# [EXCERPT]
┄┄┄┄┄┄

The any function is a predicate (a function that returns True or False) that takes an iterable and returns True if any one element of that iterable is True (or have an associated True truth-value, i.e. truthy).

Note: By default custom objects are always truthy:


xxxxxxxxxx
In [67]: class Person:
    ...:     pass
In [68]: p = Person()
In [69]: bool(p)
Out[69]: True

For sequences, len is called internally:


xxxxxxxxxx
In [70]: class MySeq:
    ...:     def __init__(self, n):
    ...:         self.n = n
    ...:         print("init")
    ...:
    ...:     def __len__(self):
    ...:         print("len")
    ...:         return self.n
    ...:
    ...:     def __getitem__(self, s):
    ...:         print("getitem")
    ...:         pass
    ...:
In [71]: my_seq = MySeq(0)
init
In [72]: bool(my_seq)
len
Out[72]: False
In [73]: my_seq = MySeq(10)
init
In [74]: bool(my_seq)
len
Out[74]: True
In [75]: any([0, '', None, 'hello'])
Out[75]: True

All: Here all elements must be true:


xxxxxxxxxx
In [76]: all([1, 'abc', [1, 2], range(5)])
Out[76]: True

Simple example is a function to figure out if all the elements in a list is a Number or not:


xxxxxxxxxx
In [79]: from numbers import Number
In [77]: def is_number(x):
    ...:     return is_instance(x, Number)
In [80]: l = [10, 20, 30, 40]
    ...: all(isinstance(x, Number) for x in l)
Out[80]: True
In [81]: l = [10, 20, 30, 40, 'hello']
    ...: all(isinstance(x, Number) for x in l)
Out[81]: False

Slicing Iterables

We can slice directly using this format: list[slice_start:slice_end] or we can define slice object and pass it to list:


xxxxxxxxxx
In [83]: l = [1, 2, 3, 4, 5]
In [84]: l[0:2]
Out[84]: [1, 2]
In [85]: s = slice(0, 2)
In [86]: l[s]
Out[86]: [1, 2]

This doesnot work with iterables that are not of sequence types:


xxxxxxxxxx
In [87]: import math
    ...:
    ...: def factorials(n):
    ...:     for i in range(n):
    ...:         yield math.factorial(i)
    ...:
In [88]: facts = factorials(100)
In [89]: facts[0:2]
TypeError: 'generator' object is not subscriptable

But we write a function to implement this:


xxxxxxxxxx
In [90]: def slice_(iterable, start, stop):
    ...:     for _ in range(0, start):
    ...:         next(iterable)
    ...:
    ...:     for _ in range(start, stop):
    ...:         yield(next(iterable))
    ...:
In [91]: list(slice_(factorials(100), 1, 5))
Out[91]: [1, 2, 6, 24]

There is already a inbuilt function to do this:


xxxxxxxxxx
In [92]: from itertools import islice
In [93]: islice(factorials(10), 0, 3)

┄┄┄┄┄┄

# [WORK TO DO]
• 1. Rewrite the Python excerpt from "The any function" up to and including "p = Person()", putting "user-defined objects" in place of "custom objects".
• 2. Carry the Python excerpt forward from its last line.

┄┄┄┄┄┄

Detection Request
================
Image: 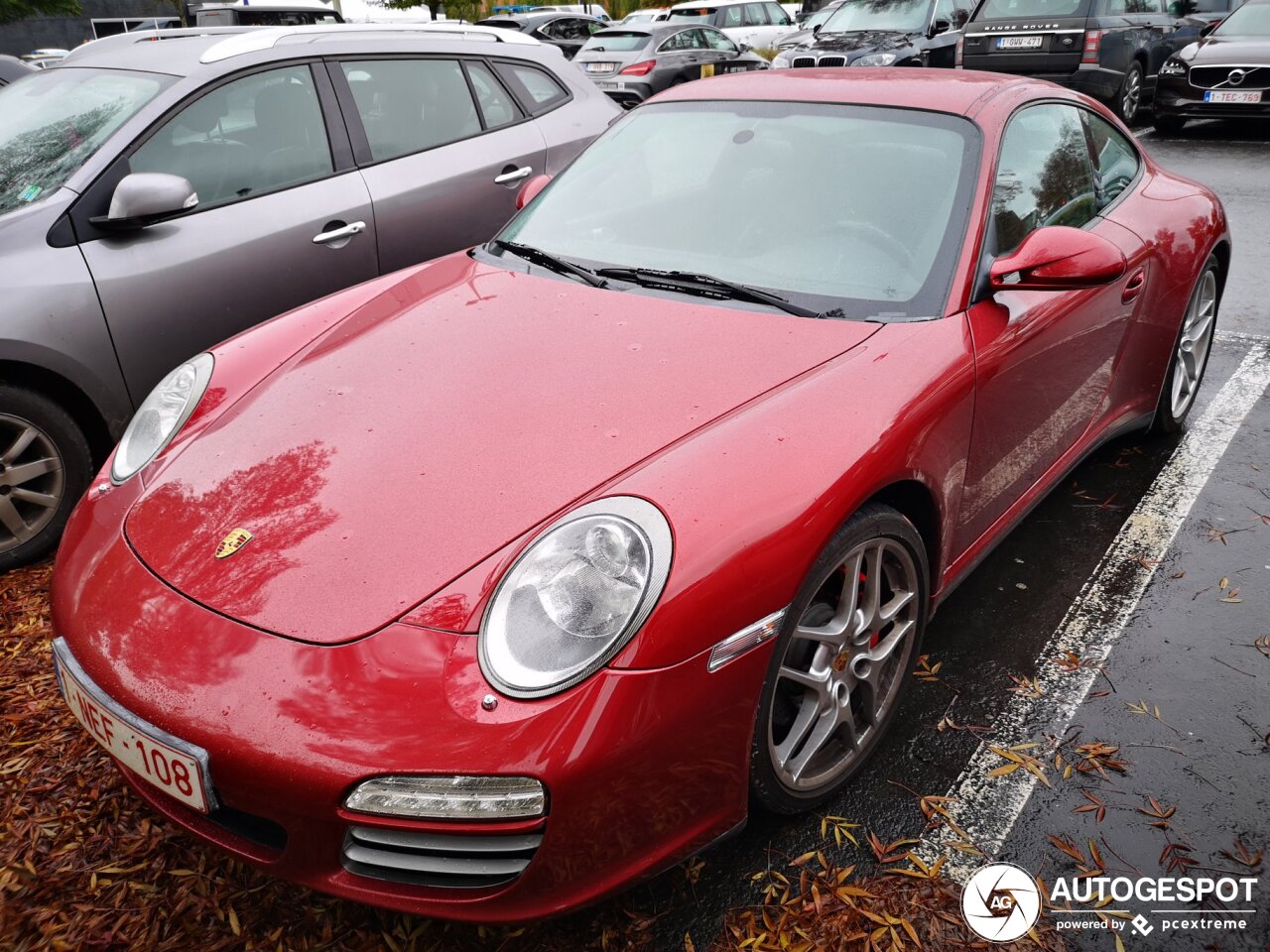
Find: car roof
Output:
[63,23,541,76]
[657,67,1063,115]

┄┄┄┄┄┄

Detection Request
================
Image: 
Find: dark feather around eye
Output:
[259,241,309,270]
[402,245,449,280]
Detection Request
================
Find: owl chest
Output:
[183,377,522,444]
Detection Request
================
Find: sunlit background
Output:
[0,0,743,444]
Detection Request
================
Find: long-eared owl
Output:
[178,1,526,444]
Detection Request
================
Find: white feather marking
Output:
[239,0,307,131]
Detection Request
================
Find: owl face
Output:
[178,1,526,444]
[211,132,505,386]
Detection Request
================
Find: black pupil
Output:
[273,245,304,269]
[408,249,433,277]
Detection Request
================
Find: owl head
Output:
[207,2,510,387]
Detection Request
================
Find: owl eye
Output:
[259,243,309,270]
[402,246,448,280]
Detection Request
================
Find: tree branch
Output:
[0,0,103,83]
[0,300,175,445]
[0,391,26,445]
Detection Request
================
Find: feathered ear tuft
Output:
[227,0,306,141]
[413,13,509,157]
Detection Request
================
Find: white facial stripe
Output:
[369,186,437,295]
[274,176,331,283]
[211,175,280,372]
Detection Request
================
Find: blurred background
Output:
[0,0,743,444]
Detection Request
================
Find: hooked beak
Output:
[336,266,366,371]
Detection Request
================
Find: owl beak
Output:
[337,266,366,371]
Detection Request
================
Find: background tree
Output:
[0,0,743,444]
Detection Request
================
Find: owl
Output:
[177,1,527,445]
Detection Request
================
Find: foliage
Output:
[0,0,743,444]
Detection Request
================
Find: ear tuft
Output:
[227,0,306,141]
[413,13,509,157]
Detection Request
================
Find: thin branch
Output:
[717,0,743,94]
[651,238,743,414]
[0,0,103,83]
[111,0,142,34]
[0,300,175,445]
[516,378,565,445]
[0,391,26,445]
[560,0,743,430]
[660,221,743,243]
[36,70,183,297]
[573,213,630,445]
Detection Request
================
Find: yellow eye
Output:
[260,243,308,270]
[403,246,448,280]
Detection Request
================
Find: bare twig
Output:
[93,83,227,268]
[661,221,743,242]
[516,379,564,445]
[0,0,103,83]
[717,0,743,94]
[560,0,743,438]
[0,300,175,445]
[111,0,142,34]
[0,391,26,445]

┄┄┄┄┄┄

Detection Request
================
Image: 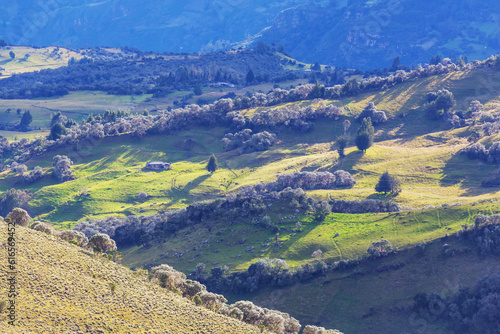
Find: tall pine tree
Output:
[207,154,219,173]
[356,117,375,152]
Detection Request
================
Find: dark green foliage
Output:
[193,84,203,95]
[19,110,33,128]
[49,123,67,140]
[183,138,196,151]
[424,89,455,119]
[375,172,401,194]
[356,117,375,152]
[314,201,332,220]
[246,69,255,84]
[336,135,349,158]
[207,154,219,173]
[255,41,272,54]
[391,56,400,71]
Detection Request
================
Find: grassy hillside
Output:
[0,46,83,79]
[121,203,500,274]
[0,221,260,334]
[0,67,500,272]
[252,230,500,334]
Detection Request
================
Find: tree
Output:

┄┄┄┄┄┄

# [RESULTS FOR THE EXERCISE]
• 1.
The any function is a predicate (a function that returns True or False) that takes an iterable and returns True if any one element of that iterable is True (or have an associated True truth-value, i.e. truthy).

Note: By default user-defined objects are always truthy:


xxxxxxxxxx
In [67]: class Person:
    ...:     pass
In [68]: p = Person()

• 2.
Out[93]: <itertools.islice at 0x1089d5220>
In [94]: list(islice(factorials(10), 0, 3))
Out[94]: [1, 1, 2]

This becomes very useful for infinite iterators:


xxxxxxxxxx
In [95]: def factorials():
    ...:     index = 0
    ...:     while True:
    ...:         print(f'yielding factorial({index})...')
    ...:         yield math.factorial(index)
    ...:         index += 1
    ...:
In [96]: list(islice(factorials(), 3))
yielding factorial(0)...
yielding factorial(1)...
yielding factorial(2)...
Out[96]: [1, 1, 2]

Note: islice is using yield to get next value. So it does consume the generator and hence is exhaustive:


xxxxxxxxxx
In [98]: f = factorials()
In [99]: list(islice(f, 3))
yielding factorial(0)...
yielding factorial(1)...
yielding factorial(2)...
Out[99]: [1, 1, 2]
In [100]: list(islice(f, 3))
yielding factorial(3)...
yielding factorial(4)...
yielding factorial(5)...
Out[100]: [6, 24, 120]

Selecting and Filtering Iterators

filter function is also a lazy function:


xxxxxxxxxx
In [101]: def is_odd(x):
     ...:     return x % 2 == 1
     ...:
In [102]: def gen_cubes(n):
     ...:     for i in range(n):
     ...:         print(f'yielding {i}')
     ...:         yield i**3
     ...:
In [103]: list(filter(is_odd, gen_cubes(5)))
yielding 0
yielding 1
yielding 2
yielding 3
yielding 4
Out[103]: [1, 27]

There is another method called filterfalse which does the opposite of the predicate function:


xxxxxxxxxx
In [104]: from itertools import filterfalse
In [105]: evens = filterfalse(is_odd, gen_cubes(5))
In [106]: list(evens)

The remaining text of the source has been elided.